▶ **Excerpt to read**
★ ★ ★
Pre-nuptial Agreements

Douglas J. Green & Natasha Bone

What is a Pre-nuptial Agreement?

In Ontario, a marriage contract can be made either before or during a marriage. If it is made prior to the marriage it is termed a pre-nuptial agreement or “pre-nup”. In addition, prospective spouses can enter into a “cohabitation agreement” if living together without an immediate intention to marry.

Whether we are speaking of cohabitation agreements, pre-nuptial agreements or marriage contracts, the Family Law Act of Ontario provides that such agreements may be entered into by persons who are married, intend to marry or are simply cohabitating. The parties may agree on their respective rights and obligations during marriage, cohabitation or on separation, including:

  1. Ownership in or division of property;
  2. Support obligations;
  3. The right to direct the education and moral training of their children, but not the right to custody of or access to their children;
  4. Any other matter in the settlement of their affairs.

Should I have a Pre-nuptial (Cohabitation, Marriage) Agreement?
★ ★ ★
Collected data entries:
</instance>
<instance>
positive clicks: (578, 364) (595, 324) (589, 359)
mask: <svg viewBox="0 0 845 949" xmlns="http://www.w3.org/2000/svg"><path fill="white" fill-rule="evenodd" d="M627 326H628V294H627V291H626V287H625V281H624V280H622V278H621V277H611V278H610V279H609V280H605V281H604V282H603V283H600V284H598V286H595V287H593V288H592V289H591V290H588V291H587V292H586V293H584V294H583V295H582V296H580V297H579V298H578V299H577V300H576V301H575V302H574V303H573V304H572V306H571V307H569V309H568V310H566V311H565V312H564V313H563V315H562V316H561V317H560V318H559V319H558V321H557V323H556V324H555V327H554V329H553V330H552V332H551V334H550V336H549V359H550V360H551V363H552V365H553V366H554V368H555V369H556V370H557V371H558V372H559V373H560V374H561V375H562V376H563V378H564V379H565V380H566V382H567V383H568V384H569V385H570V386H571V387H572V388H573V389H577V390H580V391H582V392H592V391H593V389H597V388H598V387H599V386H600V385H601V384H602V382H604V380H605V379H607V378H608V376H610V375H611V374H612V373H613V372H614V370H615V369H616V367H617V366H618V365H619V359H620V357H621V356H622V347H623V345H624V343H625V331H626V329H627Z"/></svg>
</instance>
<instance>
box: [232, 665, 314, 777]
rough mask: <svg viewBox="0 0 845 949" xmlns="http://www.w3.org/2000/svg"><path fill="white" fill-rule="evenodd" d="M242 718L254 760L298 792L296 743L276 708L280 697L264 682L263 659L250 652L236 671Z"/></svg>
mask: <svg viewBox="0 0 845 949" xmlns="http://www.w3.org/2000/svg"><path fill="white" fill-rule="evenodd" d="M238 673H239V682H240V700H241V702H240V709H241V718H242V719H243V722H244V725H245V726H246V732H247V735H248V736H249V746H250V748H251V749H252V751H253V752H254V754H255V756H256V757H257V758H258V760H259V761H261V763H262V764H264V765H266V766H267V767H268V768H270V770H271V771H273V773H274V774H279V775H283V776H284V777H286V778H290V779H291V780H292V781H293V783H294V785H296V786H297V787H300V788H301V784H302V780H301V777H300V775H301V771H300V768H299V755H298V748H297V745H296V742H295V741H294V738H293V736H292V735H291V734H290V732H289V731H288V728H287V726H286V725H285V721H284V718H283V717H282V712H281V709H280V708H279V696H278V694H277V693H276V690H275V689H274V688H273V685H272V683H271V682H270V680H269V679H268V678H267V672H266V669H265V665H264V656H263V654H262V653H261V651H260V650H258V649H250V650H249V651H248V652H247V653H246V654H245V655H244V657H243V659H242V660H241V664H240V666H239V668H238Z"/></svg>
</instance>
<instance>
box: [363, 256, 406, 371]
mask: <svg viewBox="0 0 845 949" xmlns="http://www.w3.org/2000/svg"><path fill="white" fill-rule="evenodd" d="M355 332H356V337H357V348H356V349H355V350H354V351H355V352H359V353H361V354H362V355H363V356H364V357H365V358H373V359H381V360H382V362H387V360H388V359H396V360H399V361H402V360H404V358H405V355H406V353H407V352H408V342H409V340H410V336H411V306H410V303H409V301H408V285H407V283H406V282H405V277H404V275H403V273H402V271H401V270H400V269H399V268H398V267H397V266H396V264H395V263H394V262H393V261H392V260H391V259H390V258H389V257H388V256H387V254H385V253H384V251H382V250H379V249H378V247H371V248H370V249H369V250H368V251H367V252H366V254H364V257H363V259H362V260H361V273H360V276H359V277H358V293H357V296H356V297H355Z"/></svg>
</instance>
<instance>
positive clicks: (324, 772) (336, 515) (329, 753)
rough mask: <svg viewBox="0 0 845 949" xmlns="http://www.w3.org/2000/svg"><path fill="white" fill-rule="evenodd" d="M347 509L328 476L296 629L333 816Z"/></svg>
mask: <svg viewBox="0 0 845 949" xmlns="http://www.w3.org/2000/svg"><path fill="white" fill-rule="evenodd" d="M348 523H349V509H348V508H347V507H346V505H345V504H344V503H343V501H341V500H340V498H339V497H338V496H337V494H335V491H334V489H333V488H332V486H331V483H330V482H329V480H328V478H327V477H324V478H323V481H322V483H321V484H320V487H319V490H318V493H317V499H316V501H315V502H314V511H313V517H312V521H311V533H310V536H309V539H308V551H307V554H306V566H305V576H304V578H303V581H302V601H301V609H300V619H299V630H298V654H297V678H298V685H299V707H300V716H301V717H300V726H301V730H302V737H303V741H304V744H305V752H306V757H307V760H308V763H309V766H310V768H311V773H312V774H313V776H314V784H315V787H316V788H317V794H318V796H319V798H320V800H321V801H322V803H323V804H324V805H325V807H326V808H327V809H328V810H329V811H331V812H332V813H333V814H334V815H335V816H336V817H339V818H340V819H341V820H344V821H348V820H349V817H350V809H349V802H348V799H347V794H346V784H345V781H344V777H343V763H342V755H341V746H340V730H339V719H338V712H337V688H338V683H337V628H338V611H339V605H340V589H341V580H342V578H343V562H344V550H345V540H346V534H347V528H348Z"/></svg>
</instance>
★ ★ ★
▶ **Task objective**
Print the text on pre-nuptial agreements in full, word for word. None of the lines listed here are needed.

▶ **Response below**
Pre-nuptial Agreements

Douglas J. Green & Natasha Bone

What is a Pre-nuptial Agreement?

In Ontario, a marriage contract can be made either before or during a marriage. If it is made prior to the marriage it is termed a pre-nuptial agreement or “pre-nup”. In addition, prospective spouses can enter into a “cohabitation agreement” if living together without an immediate intention to marry.

Whether we are speaking of cohabitation agreements, pre-nuptial agreements or marriage contracts, the Family Law Act of Ontario provides that such agreements may be entered into by persons who are married, intend to marry or are simply cohabitating. The parties may agree on their respective rights and obligations during marriage, cohabitation or on separation, including:

  1. Ownership in or division of property;
  2. Support obligations;
  3. The right to direct the education and moral training of their children, but not the right to custody of or access to their children;
  4. Any other matter in the settlement of their affairs.

Should I have a Pre-nuptial (Cohabitation, Marriage) Agreement?